Objective
Format every line of the items below as a JSON list of strings, with one string per line and blank lines omitted. Leave the pictures out of the answer.

Task material
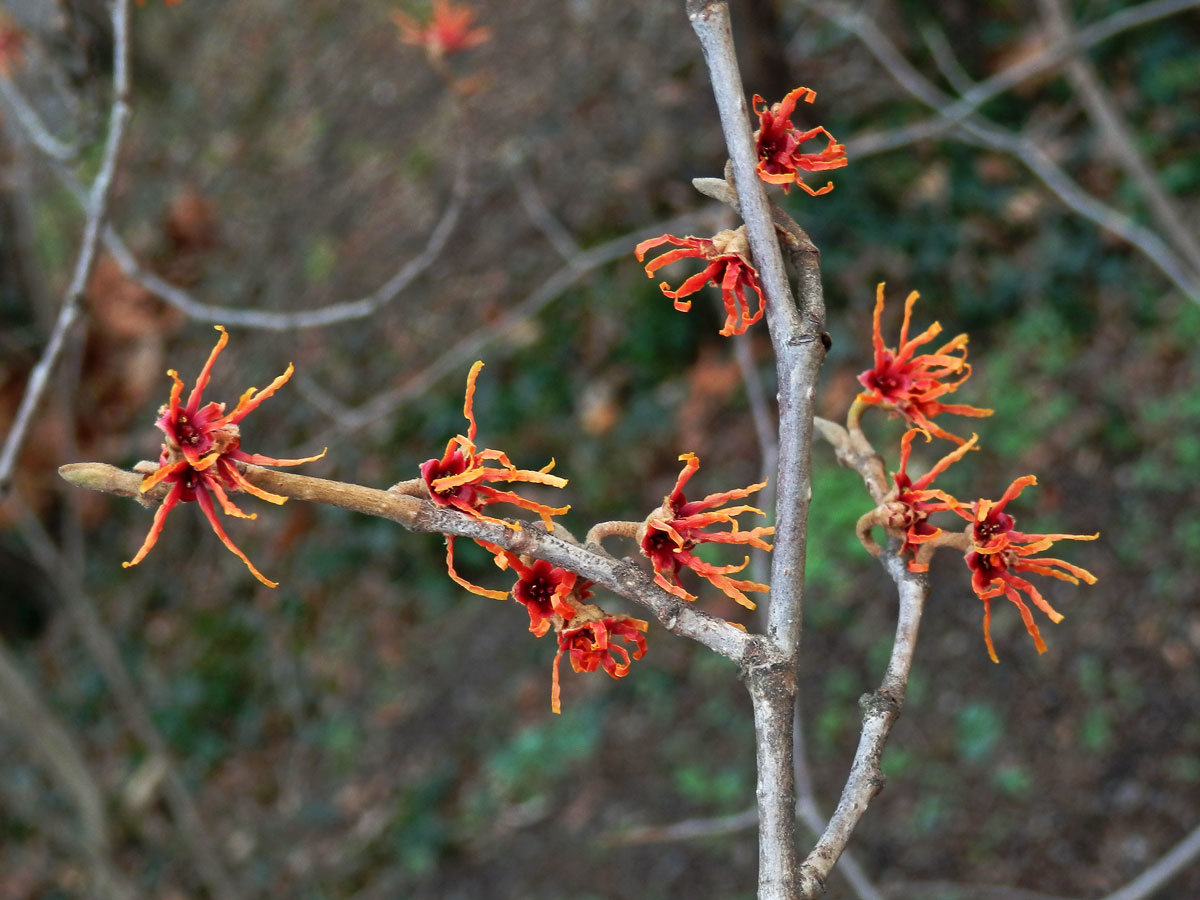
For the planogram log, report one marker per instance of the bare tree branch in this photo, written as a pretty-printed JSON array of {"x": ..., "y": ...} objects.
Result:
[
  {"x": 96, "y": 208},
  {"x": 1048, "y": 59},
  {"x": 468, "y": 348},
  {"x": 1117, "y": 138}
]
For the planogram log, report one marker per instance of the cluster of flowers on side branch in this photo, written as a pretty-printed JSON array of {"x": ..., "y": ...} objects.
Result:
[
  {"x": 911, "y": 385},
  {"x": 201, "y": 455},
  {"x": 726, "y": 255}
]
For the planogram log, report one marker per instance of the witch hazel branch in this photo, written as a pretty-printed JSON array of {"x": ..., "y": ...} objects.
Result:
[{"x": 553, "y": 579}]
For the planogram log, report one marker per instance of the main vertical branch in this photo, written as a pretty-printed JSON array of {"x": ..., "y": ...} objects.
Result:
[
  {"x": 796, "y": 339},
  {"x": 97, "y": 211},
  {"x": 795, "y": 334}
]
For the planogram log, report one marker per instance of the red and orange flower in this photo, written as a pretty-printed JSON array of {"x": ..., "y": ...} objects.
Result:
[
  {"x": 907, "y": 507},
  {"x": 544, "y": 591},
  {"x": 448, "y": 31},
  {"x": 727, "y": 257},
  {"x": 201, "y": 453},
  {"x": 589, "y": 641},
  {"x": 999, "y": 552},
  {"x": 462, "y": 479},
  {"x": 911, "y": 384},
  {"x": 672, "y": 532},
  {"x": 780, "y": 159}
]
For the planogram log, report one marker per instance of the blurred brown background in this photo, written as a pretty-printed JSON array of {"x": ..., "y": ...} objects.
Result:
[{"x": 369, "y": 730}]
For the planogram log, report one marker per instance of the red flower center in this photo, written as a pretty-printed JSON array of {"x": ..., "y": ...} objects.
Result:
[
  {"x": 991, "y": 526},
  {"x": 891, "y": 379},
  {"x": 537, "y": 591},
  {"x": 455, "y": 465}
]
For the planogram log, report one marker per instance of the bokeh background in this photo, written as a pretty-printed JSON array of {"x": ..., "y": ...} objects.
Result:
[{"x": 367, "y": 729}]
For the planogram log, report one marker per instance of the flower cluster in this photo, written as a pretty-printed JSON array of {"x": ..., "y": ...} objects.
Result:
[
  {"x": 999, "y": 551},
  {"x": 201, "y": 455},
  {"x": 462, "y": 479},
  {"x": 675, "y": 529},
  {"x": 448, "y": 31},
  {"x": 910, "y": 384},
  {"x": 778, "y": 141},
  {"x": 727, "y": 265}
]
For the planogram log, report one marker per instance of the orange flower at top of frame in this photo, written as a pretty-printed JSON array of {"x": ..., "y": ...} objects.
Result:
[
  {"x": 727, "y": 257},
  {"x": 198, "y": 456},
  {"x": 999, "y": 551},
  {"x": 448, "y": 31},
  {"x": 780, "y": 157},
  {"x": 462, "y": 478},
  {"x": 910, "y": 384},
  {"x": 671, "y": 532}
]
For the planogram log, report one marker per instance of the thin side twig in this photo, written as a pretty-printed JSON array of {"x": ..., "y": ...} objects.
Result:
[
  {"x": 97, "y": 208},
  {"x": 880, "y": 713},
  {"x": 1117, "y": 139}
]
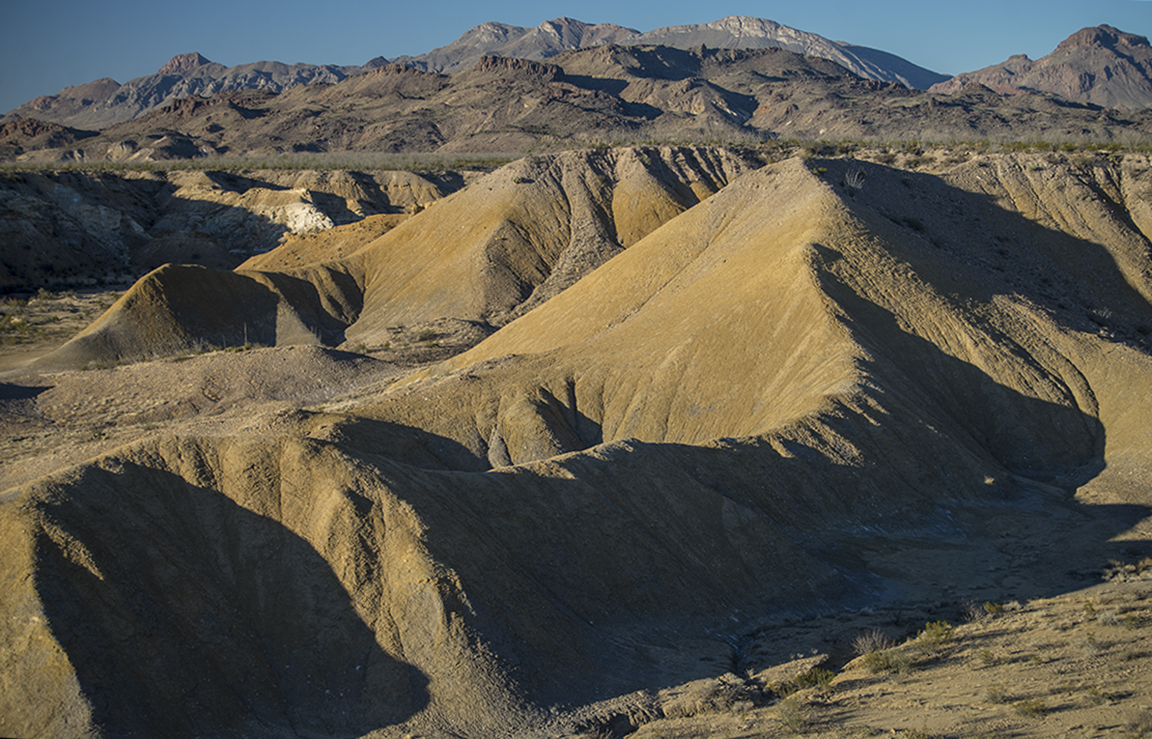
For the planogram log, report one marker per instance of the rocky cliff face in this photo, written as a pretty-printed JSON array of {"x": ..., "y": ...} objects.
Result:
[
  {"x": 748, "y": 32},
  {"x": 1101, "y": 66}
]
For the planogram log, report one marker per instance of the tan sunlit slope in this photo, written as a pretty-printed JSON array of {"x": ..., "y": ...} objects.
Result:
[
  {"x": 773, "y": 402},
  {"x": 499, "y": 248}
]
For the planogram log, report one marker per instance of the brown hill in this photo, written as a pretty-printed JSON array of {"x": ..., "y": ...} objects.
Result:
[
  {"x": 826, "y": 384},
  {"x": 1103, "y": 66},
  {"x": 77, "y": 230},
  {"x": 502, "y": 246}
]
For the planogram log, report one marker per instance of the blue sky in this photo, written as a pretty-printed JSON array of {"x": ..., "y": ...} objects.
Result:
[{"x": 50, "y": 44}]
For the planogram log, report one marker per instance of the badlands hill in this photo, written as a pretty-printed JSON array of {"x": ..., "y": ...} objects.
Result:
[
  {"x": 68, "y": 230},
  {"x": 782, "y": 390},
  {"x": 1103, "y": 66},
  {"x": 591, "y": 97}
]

Output below
[
  "For the planogram log, report one marker per instance of the bare tree branch in this photo, written as a pretty-printed JSON array of {\"x\": ..., \"y\": ...} objects.",
  "Result:",
  "[",
  "  {\"x\": 96, \"y\": 208},",
  "  {\"x\": 1048, \"y\": 59},",
  "  {\"x\": 468, \"y\": 348},",
  "  {\"x\": 1117, \"y\": 138}",
  "]",
  "For the planogram log, report one marker per instance of the cluster of flowers on side branch in this photo, written as a pretty-printed JSON array of {\"x\": ..., \"y\": ...} objects.",
  "Result:",
  "[",
  "  {\"x\": 911, \"y\": 385},",
  "  {\"x\": 201, \"y\": 455},",
  "  {\"x\": 726, \"y\": 255}",
  "]",
  "For the planogram log, report one marker per instance of the witch hazel branch in this photo, written as a pretty-printed JSON array of {\"x\": ..., \"y\": ...} objects.",
  "Result:",
  "[{\"x\": 553, \"y\": 579}]",
  "For the planogram log, report one marker per instance of the main vertical branch in this photo, written as a pretty-printed JSON array of {\"x\": ..., \"y\": ...} objects.",
  "Result:",
  "[",
  "  {\"x\": 796, \"y\": 339},",
  "  {\"x\": 97, \"y\": 211},",
  "  {\"x\": 795, \"y\": 334}",
  "]",
  "For the planogram log, report one marker per instance of the red and orange flower in this photo, written as a pretty-printed JSON array of {\"x\": ..., \"y\": ...} objects.",
  "Result:",
  "[",
  "  {\"x\": 907, \"y\": 507},",
  "  {\"x\": 544, \"y\": 591},",
  "  {\"x\": 448, \"y\": 31},",
  "  {\"x\": 727, \"y\": 257},",
  "  {\"x\": 201, \"y\": 453},",
  "  {\"x\": 589, \"y\": 641},",
  "  {\"x\": 999, \"y\": 552},",
  "  {\"x\": 462, \"y\": 479},",
  "  {\"x\": 911, \"y\": 384},",
  "  {\"x\": 672, \"y\": 532},",
  "  {\"x\": 780, \"y\": 159}",
  "]",
  "For the planogram log, report one marker per instance of the blurred brown background in this photo, written as a pretty-printed JSON array of {\"x\": ..., \"y\": ...} objects.",
  "Result:",
  "[{\"x\": 369, \"y\": 730}]",
  "For the planogram log, report one marker per instance of the red flower center in this photo, written as a pretty-printed JSON array of {\"x\": ..., \"y\": ...} objects.",
  "Result:",
  "[",
  "  {\"x\": 991, \"y\": 526},",
  "  {\"x\": 891, \"y\": 379},",
  "  {\"x\": 537, \"y\": 591},",
  "  {\"x\": 455, \"y\": 465}",
  "]",
  "For the planogram log, report one marker per instance of the bokeh background in this photo, written as a pretty-printed JSON array of {\"x\": ..., \"y\": ...} objects.",
  "Result:",
  "[{\"x\": 367, \"y\": 729}]",
  "For the planogram log, report one marker per instance of the flower cluster in this photo, written as a pretty-printed JSON array of {\"x\": ..., \"y\": ...} objects.",
  "Result:",
  "[",
  "  {\"x\": 999, \"y\": 551},",
  "  {\"x\": 201, \"y\": 455},",
  "  {\"x\": 462, \"y\": 479},",
  "  {\"x\": 675, \"y\": 529},",
  "  {\"x\": 448, \"y\": 31},",
  "  {\"x\": 910, \"y\": 384},",
  "  {\"x\": 778, \"y\": 141},",
  "  {\"x\": 727, \"y\": 265}",
  "]",
  "For the planogram log, report one marker per instance of the orange flower at top of frame in this photo, written as a pretty-printed JSON array of {\"x\": ..., \"y\": ...} objects.",
  "Result:",
  "[",
  "  {\"x\": 727, \"y\": 257},",
  "  {\"x\": 198, \"y\": 456},",
  "  {\"x\": 999, \"y\": 551},",
  "  {\"x\": 448, \"y\": 31},",
  "  {\"x\": 780, \"y\": 157},",
  "  {\"x\": 462, \"y\": 478},",
  "  {\"x\": 910, \"y\": 384},",
  "  {\"x\": 671, \"y\": 532}",
  "]",
  "For the planogram log, report one marker per instance of the thin side twig in this photo, written as a pretty-printed JSON array of {\"x\": ..., \"y\": ...} objects.",
  "Result:",
  "[",
  "  {\"x\": 97, \"y\": 208},",
  "  {\"x\": 880, \"y\": 713},",
  "  {\"x\": 1117, \"y\": 139}",
  "]",
  "For the planogram log, report one marker per instance of the rocky cliff face in this photo, written as a pretty-printed JSON array of {\"x\": ..., \"y\": ...} objects.",
  "Result:",
  "[",
  "  {\"x\": 748, \"y\": 32},",
  "  {\"x\": 1101, \"y\": 66}",
  "]",
  "For the planogram log, report one marker per instance of the tan sunlit slope in this photo, written as a pretty-printed JSON array of {\"x\": ..., \"y\": ...} objects.",
  "Result:",
  "[",
  "  {\"x\": 773, \"y\": 402},",
  "  {\"x\": 499, \"y\": 248}",
  "]",
  "For the planogram log, report one marker per instance of the brown hill in this photo, written as a pretty-printed JSON array of {\"x\": ..., \"y\": ...} objects.",
  "Result:",
  "[",
  "  {\"x\": 826, \"y\": 384},",
  "  {\"x\": 1103, \"y\": 66},",
  "  {\"x\": 77, \"y\": 230},",
  "  {\"x\": 502, \"y\": 246}",
  "]",
  "For the planogram log, report one marker per instance of the blue sky in this photo, written as a pretty-printed JSON array of {\"x\": ..., \"y\": ...} objects.",
  "Result:",
  "[{\"x\": 50, \"y\": 44}]",
  "For the planogram log, report one marker per instance of the badlands hill in this photo, written as a pretty-printed JSON array of {\"x\": ..., \"y\": ...} objects.",
  "Result:",
  "[",
  "  {\"x\": 68, \"y\": 230},",
  "  {\"x\": 782, \"y\": 390},",
  "  {\"x\": 1103, \"y\": 66},",
  "  {\"x\": 591, \"y\": 97}",
  "]"
]